WORK INSTRUCTIONS:
In the entries that follow, find the line containing "Target: wet rock"; from there, copy every line exactly through the line containing "Put one point on each instance of the boulder".

─── RECORDS SHOWN ───

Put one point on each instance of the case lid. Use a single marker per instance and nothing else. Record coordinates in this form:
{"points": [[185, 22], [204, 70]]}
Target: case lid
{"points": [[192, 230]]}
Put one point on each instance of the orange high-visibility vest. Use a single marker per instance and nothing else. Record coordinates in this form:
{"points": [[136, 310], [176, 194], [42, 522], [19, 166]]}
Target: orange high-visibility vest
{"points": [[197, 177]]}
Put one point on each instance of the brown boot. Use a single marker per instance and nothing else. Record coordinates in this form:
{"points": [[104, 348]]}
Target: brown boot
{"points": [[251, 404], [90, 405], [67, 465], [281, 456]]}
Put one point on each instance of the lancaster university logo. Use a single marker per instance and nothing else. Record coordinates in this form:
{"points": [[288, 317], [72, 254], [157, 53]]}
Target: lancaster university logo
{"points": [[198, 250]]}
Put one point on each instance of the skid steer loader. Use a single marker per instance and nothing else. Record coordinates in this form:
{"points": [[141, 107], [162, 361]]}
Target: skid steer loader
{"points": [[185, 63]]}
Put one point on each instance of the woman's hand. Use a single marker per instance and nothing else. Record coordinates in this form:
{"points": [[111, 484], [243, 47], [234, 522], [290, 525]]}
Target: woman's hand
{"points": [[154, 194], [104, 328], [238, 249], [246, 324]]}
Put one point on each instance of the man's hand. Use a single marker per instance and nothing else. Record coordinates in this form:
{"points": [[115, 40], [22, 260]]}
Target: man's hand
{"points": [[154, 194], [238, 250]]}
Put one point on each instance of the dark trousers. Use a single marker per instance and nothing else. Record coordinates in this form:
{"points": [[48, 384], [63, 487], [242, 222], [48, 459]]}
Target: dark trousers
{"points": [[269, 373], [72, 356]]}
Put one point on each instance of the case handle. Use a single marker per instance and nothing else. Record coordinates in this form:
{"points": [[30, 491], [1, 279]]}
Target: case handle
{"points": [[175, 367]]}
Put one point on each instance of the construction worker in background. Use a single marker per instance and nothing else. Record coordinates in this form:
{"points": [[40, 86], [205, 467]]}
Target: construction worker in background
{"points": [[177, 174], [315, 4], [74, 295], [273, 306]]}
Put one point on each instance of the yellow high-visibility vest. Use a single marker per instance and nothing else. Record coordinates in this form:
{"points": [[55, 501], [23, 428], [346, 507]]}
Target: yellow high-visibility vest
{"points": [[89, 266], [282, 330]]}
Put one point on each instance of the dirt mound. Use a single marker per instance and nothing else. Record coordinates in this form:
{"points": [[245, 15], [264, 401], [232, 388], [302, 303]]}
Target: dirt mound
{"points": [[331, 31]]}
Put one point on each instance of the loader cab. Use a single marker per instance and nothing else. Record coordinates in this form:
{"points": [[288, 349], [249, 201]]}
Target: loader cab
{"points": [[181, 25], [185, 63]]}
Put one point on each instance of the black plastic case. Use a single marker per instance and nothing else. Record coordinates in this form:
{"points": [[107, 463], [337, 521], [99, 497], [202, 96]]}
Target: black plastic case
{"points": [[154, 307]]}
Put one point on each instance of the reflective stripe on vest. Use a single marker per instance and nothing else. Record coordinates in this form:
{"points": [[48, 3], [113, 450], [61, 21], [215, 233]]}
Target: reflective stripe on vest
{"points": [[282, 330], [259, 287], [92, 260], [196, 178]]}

───
─── RECORDS SHOWN ───

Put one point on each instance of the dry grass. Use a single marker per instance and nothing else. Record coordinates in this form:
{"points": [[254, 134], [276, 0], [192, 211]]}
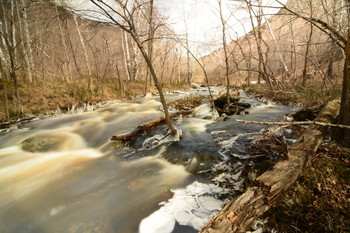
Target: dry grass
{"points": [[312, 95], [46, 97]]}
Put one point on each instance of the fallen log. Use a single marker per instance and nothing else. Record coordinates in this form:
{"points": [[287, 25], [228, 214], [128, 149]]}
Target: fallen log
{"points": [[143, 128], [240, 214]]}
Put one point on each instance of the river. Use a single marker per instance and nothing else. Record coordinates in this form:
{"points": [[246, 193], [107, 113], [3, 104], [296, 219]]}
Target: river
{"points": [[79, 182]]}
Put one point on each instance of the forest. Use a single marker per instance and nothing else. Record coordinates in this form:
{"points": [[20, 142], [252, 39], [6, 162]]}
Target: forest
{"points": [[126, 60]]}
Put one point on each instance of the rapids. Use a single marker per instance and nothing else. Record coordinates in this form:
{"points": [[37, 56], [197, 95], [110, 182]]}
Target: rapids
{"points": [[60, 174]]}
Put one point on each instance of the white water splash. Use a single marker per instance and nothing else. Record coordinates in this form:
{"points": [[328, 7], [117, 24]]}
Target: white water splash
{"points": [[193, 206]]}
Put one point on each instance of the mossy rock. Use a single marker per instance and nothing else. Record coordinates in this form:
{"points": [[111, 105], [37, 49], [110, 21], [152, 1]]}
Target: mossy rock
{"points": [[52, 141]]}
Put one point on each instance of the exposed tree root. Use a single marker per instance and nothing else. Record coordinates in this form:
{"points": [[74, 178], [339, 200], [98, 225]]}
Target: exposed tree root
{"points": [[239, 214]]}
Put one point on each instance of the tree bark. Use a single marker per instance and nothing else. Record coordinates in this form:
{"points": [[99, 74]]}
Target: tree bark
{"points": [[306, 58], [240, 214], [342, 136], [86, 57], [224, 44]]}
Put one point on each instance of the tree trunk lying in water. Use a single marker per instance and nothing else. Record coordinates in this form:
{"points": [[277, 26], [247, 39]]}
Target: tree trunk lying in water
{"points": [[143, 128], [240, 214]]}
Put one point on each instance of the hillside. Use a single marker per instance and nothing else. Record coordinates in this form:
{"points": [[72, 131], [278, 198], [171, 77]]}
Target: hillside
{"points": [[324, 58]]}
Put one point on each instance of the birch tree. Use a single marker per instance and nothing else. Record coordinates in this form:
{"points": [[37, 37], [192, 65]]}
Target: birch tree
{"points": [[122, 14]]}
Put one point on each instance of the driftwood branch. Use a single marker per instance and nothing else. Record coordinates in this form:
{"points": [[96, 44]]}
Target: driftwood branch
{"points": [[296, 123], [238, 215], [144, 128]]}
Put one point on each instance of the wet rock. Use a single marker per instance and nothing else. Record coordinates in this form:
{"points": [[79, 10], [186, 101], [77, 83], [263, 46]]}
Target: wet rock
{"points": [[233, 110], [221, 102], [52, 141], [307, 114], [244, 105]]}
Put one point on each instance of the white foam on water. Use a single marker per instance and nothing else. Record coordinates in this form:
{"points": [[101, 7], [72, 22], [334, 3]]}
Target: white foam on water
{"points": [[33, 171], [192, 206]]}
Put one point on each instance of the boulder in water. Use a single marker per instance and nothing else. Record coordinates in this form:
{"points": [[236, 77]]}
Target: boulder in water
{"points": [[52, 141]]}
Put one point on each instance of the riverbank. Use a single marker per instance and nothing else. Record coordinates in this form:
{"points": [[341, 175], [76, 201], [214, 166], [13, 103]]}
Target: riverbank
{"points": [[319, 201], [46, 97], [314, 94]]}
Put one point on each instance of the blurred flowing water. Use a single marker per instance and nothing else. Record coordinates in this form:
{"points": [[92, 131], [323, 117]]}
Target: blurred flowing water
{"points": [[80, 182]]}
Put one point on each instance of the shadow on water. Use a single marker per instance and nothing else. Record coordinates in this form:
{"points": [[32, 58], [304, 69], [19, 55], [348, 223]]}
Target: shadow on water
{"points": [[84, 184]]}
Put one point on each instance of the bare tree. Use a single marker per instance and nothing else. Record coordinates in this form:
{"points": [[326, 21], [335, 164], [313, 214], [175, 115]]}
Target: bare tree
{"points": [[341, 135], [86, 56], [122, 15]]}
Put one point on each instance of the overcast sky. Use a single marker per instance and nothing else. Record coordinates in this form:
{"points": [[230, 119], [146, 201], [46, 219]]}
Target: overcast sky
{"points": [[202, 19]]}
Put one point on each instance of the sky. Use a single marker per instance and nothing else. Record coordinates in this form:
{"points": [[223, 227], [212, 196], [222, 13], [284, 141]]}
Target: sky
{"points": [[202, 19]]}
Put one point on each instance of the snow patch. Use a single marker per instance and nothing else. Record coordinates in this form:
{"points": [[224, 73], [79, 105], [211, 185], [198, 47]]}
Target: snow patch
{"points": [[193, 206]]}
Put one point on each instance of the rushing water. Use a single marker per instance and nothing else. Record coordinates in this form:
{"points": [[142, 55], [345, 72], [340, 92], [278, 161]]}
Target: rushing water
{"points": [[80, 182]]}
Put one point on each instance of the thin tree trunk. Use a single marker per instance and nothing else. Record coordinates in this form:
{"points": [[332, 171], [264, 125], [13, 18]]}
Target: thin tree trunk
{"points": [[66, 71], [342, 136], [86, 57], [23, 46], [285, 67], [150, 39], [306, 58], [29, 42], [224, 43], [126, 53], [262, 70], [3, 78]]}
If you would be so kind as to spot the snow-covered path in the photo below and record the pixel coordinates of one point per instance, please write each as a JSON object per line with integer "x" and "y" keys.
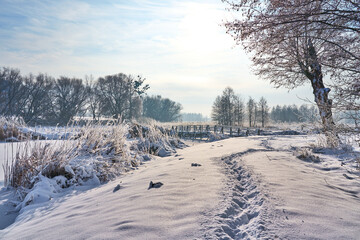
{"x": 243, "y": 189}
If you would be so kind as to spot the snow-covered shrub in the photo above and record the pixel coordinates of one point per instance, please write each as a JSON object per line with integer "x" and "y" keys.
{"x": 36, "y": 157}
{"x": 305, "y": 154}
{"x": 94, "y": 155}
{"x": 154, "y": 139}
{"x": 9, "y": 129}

───
─── RECORDS SHOWN ───

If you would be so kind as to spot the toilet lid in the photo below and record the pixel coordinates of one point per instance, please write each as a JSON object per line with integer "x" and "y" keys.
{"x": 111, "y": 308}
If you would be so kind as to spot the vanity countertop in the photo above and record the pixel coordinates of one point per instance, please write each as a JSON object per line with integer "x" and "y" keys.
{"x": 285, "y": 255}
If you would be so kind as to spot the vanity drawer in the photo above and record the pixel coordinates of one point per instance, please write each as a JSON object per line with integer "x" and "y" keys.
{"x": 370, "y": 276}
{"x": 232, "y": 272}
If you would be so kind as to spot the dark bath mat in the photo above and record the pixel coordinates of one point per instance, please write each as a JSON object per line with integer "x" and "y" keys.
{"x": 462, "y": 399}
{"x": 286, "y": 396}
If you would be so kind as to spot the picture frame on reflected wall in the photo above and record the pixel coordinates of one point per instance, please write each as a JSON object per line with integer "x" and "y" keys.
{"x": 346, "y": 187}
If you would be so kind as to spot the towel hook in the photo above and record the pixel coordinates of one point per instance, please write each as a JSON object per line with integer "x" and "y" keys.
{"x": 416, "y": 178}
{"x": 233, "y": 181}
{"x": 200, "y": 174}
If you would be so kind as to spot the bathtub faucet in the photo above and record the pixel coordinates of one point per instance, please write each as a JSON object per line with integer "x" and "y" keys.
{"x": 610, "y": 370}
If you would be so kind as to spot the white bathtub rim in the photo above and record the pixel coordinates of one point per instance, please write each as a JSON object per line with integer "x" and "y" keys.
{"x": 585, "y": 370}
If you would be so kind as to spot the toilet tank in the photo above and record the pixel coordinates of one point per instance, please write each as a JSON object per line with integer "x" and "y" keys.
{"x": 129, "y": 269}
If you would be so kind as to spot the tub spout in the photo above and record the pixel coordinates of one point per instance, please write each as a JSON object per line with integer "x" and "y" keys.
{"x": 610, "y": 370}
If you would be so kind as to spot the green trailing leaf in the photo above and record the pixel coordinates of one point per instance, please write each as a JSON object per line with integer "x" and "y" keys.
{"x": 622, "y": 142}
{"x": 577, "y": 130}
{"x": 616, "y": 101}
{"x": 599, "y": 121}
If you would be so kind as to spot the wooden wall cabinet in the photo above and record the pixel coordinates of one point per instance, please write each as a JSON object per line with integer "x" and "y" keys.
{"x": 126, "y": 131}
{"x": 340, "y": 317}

───

SOLUTION TO THIS PROBLEM:
Target: wet rock
{"points": [[233, 110], [221, 102], [52, 141], [307, 114], [244, 105]]}
Put one point on each instance of the white foam on water. Use a single marker per instance and nothing else. Record coordinates in this form:
{"points": [[101, 7], [72, 22], [334, 3]]}
Target: white foam on water
{"points": [[33, 171], [192, 206]]}
Put one point on each instance of the boulder in water. Use a single marker per instance and nothing else. Record coordinates in this form:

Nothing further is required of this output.